**Directions:** Transcribe all of the material exactly. Any picture in it should be left out.

**Provided information:**
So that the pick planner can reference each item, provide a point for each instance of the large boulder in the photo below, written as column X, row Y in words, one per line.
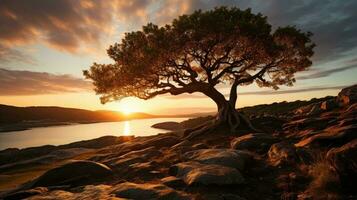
column 168, row 126
column 195, row 173
column 225, row 157
column 348, row 95
column 93, row 192
column 162, row 140
column 282, row 153
column 139, row 156
column 147, row 191
column 328, row 105
column 333, row 135
column 74, row 173
column 253, row 141
column 344, row 160
column 24, row 193
column 172, row 181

**Exercise response:**
So that the pick planner can reference each item, provide a point for each instance of the large boulder in the photo below, written as column X, row Y in words, one per line.
column 168, row 126
column 195, row 173
column 225, row 157
column 348, row 95
column 93, row 192
column 162, row 140
column 282, row 153
column 139, row 156
column 147, row 191
column 328, row 105
column 333, row 135
column 74, row 173
column 253, row 141
column 344, row 160
column 24, row 193
column 172, row 181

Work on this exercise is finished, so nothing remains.